--- start Dataset records ---

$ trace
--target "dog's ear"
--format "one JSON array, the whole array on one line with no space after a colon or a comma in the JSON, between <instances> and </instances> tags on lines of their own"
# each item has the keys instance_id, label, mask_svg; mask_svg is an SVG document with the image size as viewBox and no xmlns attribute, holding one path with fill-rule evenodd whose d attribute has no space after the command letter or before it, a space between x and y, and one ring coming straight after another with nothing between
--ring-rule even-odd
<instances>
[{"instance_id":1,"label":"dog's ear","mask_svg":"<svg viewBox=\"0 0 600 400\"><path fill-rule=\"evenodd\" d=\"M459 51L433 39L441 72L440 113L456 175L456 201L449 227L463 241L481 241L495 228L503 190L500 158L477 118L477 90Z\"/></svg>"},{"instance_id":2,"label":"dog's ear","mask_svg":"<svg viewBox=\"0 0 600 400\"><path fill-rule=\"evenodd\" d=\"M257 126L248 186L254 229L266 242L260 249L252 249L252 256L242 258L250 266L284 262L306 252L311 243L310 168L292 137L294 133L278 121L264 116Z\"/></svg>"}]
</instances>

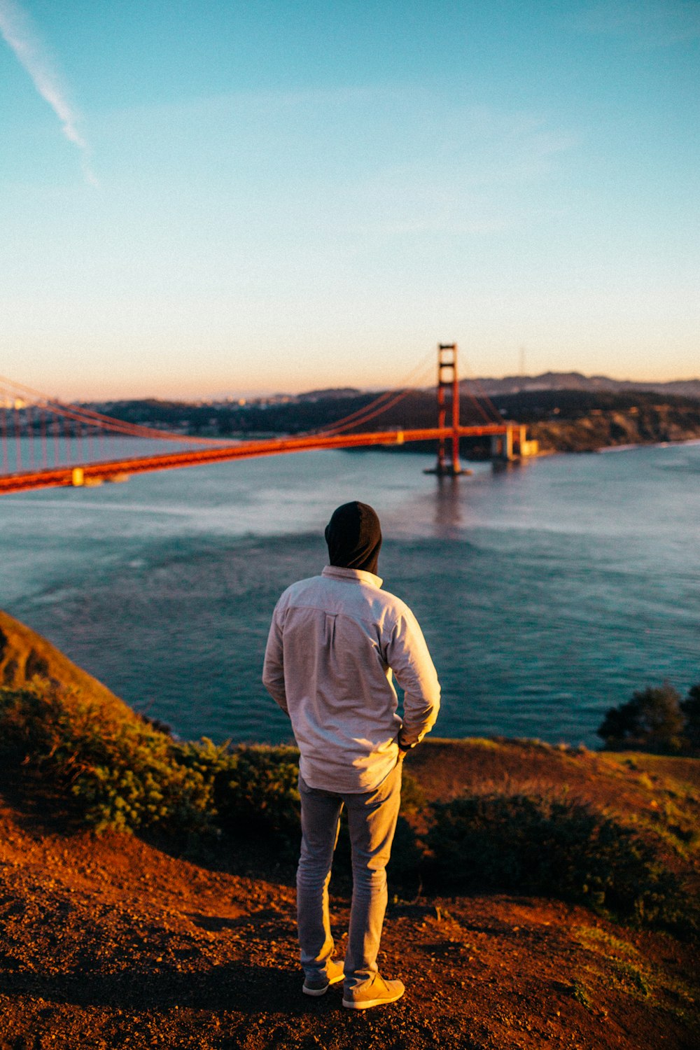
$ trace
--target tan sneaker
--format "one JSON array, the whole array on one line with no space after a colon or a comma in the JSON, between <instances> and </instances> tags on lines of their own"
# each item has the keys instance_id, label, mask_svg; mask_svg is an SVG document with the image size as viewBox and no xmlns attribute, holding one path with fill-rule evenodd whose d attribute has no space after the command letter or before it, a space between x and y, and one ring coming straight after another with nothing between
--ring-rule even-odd
<instances>
[{"instance_id":1,"label":"tan sneaker","mask_svg":"<svg viewBox=\"0 0 700 1050\"><path fill-rule=\"evenodd\" d=\"M396 1003L406 989L401 981L385 981L376 973L372 981L365 981L357 988L343 994L343 1006L348 1010L368 1010L373 1006Z\"/></svg>"},{"instance_id":2,"label":"tan sneaker","mask_svg":"<svg viewBox=\"0 0 700 1050\"><path fill-rule=\"evenodd\" d=\"M319 970L313 978L306 978L301 988L304 995L325 995L332 984L338 984L344 978L343 964L335 959L328 959L325 972Z\"/></svg>"}]
</instances>

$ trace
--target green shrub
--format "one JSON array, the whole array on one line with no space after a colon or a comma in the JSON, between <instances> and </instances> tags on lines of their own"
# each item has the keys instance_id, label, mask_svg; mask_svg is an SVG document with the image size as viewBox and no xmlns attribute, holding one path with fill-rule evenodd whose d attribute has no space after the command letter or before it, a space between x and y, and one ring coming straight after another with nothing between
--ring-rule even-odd
<instances>
[{"instance_id":1,"label":"green shrub","mask_svg":"<svg viewBox=\"0 0 700 1050\"><path fill-rule=\"evenodd\" d=\"M579 901L640 923L682 923L653 846L590 806L527 794L437 803L426 844L441 883Z\"/></svg>"},{"instance_id":2,"label":"green shrub","mask_svg":"<svg viewBox=\"0 0 700 1050\"><path fill-rule=\"evenodd\" d=\"M36 681L0 689L5 764L41 774L97 831L291 834L297 752L178 743L137 715Z\"/></svg>"},{"instance_id":3,"label":"green shrub","mask_svg":"<svg viewBox=\"0 0 700 1050\"><path fill-rule=\"evenodd\" d=\"M632 699L610 708L596 734L609 751L650 751L678 755L688 747L684 736L684 707L693 708L693 691L685 705L667 681L632 694Z\"/></svg>"}]
</instances>

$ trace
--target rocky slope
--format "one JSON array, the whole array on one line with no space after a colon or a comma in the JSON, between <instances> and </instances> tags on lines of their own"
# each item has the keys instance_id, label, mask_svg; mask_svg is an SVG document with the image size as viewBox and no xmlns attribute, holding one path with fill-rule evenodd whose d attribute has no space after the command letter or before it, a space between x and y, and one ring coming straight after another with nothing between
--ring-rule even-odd
<instances>
[{"instance_id":1,"label":"rocky slope","mask_svg":"<svg viewBox=\"0 0 700 1050\"><path fill-rule=\"evenodd\" d=\"M15 675L26 675L35 652L51 675L121 705L12 617L0 626ZM489 784L566 794L658 825L670 862L697 867L699 760L430 740L406 761L428 799ZM337 988L301 994L294 867L274 845L240 839L193 852L98 837L67 824L41 783L2 768L0 869L0 1050L700 1045L695 946L581 906L446 895L390 876L380 964L406 995L356 1014ZM349 889L341 855L332 883L340 956Z\"/></svg>"}]
</instances>

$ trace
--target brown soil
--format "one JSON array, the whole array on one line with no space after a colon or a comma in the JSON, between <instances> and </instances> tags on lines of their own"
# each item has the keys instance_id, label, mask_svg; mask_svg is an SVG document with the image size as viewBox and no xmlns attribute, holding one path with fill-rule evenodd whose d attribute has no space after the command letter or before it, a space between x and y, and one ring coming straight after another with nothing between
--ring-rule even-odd
<instances>
[{"instance_id":1,"label":"brown soil","mask_svg":"<svg viewBox=\"0 0 700 1050\"><path fill-rule=\"evenodd\" d=\"M700 766L440 740L408 763L430 797L568 783L652 821L664 799L697 799ZM406 994L352 1012L338 987L301 994L289 864L249 846L193 863L135 837L62 830L26 794L0 801L1 1050L700 1046L695 950L666 934L550 900L411 890L389 905L380 959ZM342 875L332 911L342 954Z\"/></svg>"}]
</instances>

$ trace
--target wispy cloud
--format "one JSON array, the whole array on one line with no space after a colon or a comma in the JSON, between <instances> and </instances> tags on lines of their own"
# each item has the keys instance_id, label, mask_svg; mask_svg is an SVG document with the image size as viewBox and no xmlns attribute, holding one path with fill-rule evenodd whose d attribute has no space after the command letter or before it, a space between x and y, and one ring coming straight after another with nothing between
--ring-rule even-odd
<instances>
[{"instance_id":1,"label":"wispy cloud","mask_svg":"<svg viewBox=\"0 0 700 1050\"><path fill-rule=\"evenodd\" d=\"M81 151L85 178L97 186L97 178L89 164L90 148L78 129L80 116L67 101L61 78L42 45L31 19L14 0L0 0L0 34L29 74L39 94L61 121L66 139Z\"/></svg>"}]
</instances>

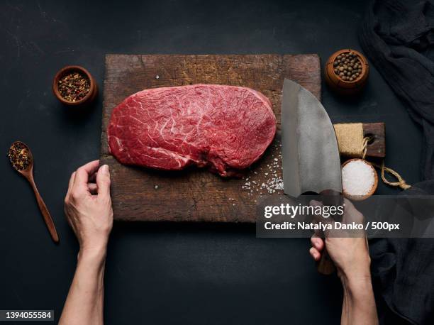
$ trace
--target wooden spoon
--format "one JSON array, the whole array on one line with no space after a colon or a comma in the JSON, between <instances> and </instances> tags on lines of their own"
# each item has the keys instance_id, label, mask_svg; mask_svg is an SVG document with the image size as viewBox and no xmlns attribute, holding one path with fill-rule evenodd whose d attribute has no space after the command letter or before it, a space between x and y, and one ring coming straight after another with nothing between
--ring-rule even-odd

--- end Dataset records ---

§ What you are asked to do
Write out the material above once more, exactly as it reads, with no pictures.

§ Reply
$ trace
--target "dog's ear"
--format "one JSON array, the whole array on one line with no space after a colon or a comma in the JSON, between <instances> and </instances> tags on lines of their own"
# each item has the keys instance_id, label, mask_svg; mask_svg is an SVG document with the image size as viewBox and no xmlns attribute, holding one path with fill-rule evenodd whose d attribute has no space after the command letter or before it, a space between x and y, and one ring coming straight after another with nothing between
--ring-rule even-odd
<instances>
[{"instance_id":1,"label":"dog's ear","mask_svg":"<svg viewBox=\"0 0 600 400\"><path fill-rule=\"evenodd\" d=\"M459 51L433 39L441 72L440 113L456 175L456 201L449 227L463 241L481 241L495 228L503 190L500 158L477 118L477 90Z\"/></svg>"},{"instance_id":2,"label":"dog's ear","mask_svg":"<svg viewBox=\"0 0 600 400\"><path fill-rule=\"evenodd\" d=\"M257 126L248 186L254 229L266 242L260 249L252 249L252 256L242 258L250 266L284 262L306 252L311 243L310 168L292 137L294 133L278 121L264 116Z\"/></svg>"}]
</instances>

$ trace
--target tan sneaker
--format "one JSON array, the whole array on one line with no space after a colon or a comma in the JSON, between <instances> and </instances> tags on lines of their own"
# each item has the keys instance_id, label, mask_svg; mask_svg is an SVG document with the image size as viewBox and no xmlns attribute, holding one path with fill-rule evenodd whose d attribute has no space after the command letter or before it, a space between x and y, and one ring coming straight after another with nothing between
--ring-rule even-odd
<instances>
[{"instance_id":1,"label":"tan sneaker","mask_svg":"<svg viewBox=\"0 0 700 1050\"><path fill-rule=\"evenodd\" d=\"M396 1003L406 989L401 981L385 981L376 973L372 981L365 981L357 988L343 994L343 1006L348 1010L368 1010L373 1006Z\"/></svg>"},{"instance_id":2,"label":"tan sneaker","mask_svg":"<svg viewBox=\"0 0 700 1050\"><path fill-rule=\"evenodd\" d=\"M319 970L313 978L306 978L301 988L304 995L325 995L332 984L338 984L344 978L343 964L335 959L328 959L325 972Z\"/></svg>"}]
</instances>

$ trace
--target green shrub
--format "one JSON array, the whole array on one line with no space after a colon or a comma in the JSON, between <instances> and </instances> tags on lines of their own"
# each item has the keys instance_id, label, mask_svg; mask_svg is an SVG document with the image size as viewBox and no xmlns attribute, holding one path with fill-rule evenodd whose d attribute has no space after the command letter or before it, a space between x and y, and one ring coming straight after another with nothing between
--ring-rule even-odd
<instances>
[{"instance_id":1,"label":"green shrub","mask_svg":"<svg viewBox=\"0 0 700 1050\"><path fill-rule=\"evenodd\" d=\"M579 901L640 923L682 923L653 846L590 806L527 794L437 803L426 844L441 883Z\"/></svg>"},{"instance_id":2,"label":"green shrub","mask_svg":"<svg viewBox=\"0 0 700 1050\"><path fill-rule=\"evenodd\" d=\"M36 681L0 689L5 764L41 774L97 831L291 834L297 752L178 743L137 715Z\"/></svg>"},{"instance_id":3,"label":"green shrub","mask_svg":"<svg viewBox=\"0 0 700 1050\"><path fill-rule=\"evenodd\" d=\"M632 699L610 708L596 734L609 751L650 751L678 755L688 747L684 736L684 707L693 708L693 691L685 705L667 681L632 694Z\"/></svg>"}]
</instances>

$ trace
--target rocky slope
--format "one JSON array, the whole array on one line with no space after a colon or a comma in the JSON, between <instances> and </instances> tags on lines of their own"
# each item has the keys instance_id, label, mask_svg; mask_svg is an SVG document with the image size as viewBox and no xmlns attribute, holding one path with fill-rule evenodd whose d attribute has no space after the command letter or before it, a space between x and y, and one ring coming straight after another with nothing between
--ring-rule even-odd
<instances>
[{"instance_id":1,"label":"rocky slope","mask_svg":"<svg viewBox=\"0 0 700 1050\"><path fill-rule=\"evenodd\" d=\"M15 675L26 675L35 652L51 675L121 705L12 617L0 626ZM489 784L566 794L658 825L670 862L697 867L699 760L430 740L406 761L428 799ZM337 988L301 994L294 867L274 845L240 839L193 852L98 837L67 824L41 783L2 768L0 869L0 1050L700 1045L695 946L581 906L446 895L390 876L380 964L406 995L356 1014ZM349 889L341 855L332 883L340 956Z\"/></svg>"}]
</instances>

$ trace
--target brown soil
--format "one JSON array, the whole array on one line with no space after a colon or a comma in the JSON, between <instances> and </instances> tags on lines of their own"
# each item has the keys instance_id, label, mask_svg; mask_svg is an SVG document with the image size as viewBox and no xmlns attribute, holding one path with fill-rule evenodd whose d attribute has no space after the command letter or before it, a space between x and y, and one ring coming straight after another with nothing between
--ring-rule even-odd
<instances>
[{"instance_id":1,"label":"brown soil","mask_svg":"<svg viewBox=\"0 0 700 1050\"><path fill-rule=\"evenodd\" d=\"M700 766L440 740L408 763L430 797L568 783L652 821L664 799L697 799ZM406 994L352 1012L338 987L301 994L289 864L249 846L193 863L135 837L62 830L26 794L0 801L1 1050L700 1046L695 950L666 934L550 900L411 890L389 905L380 959ZM342 875L332 911L342 954Z\"/></svg>"}]
</instances>

$ trace
--target wispy cloud
--format "one JSON array, the whole array on one line with no space after a colon or a comma in the JSON, between <instances> and </instances> tags on lines of their own"
# each item has the keys instance_id, label, mask_svg; mask_svg is an SVG document with the image size as viewBox and no xmlns attribute, holding one path with fill-rule evenodd whose d attribute has no space after the command letter or before it, a space between x and y, and one ring coming straight after another with nothing between
--ring-rule even-odd
<instances>
[{"instance_id":1,"label":"wispy cloud","mask_svg":"<svg viewBox=\"0 0 700 1050\"><path fill-rule=\"evenodd\" d=\"M81 151L85 178L97 186L97 178L89 164L90 148L78 129L80 116L67 101L61 78L42 45L31 19L14 0L0 0L0 34L29 74L39 94L61 121L66 139Z\"/></svg>"}]
</instances>

$ trace
--target wooden spoon
--format "one JSON array, the whole array on one line with no space after a colon or a comma in the JSON, between <instances> and </instances> tags on lines of their own"
# each item has the keys instance_id, label, mask_svg; mask_svg is an SVG document with the image size as viewBox and no xmlns attribute, holding one path with fill-rule evenodd whose d attribute has no space after the command letter or before it, a space between x and y, and one ring coming straight after another with nothing between
--ring-rule even-odd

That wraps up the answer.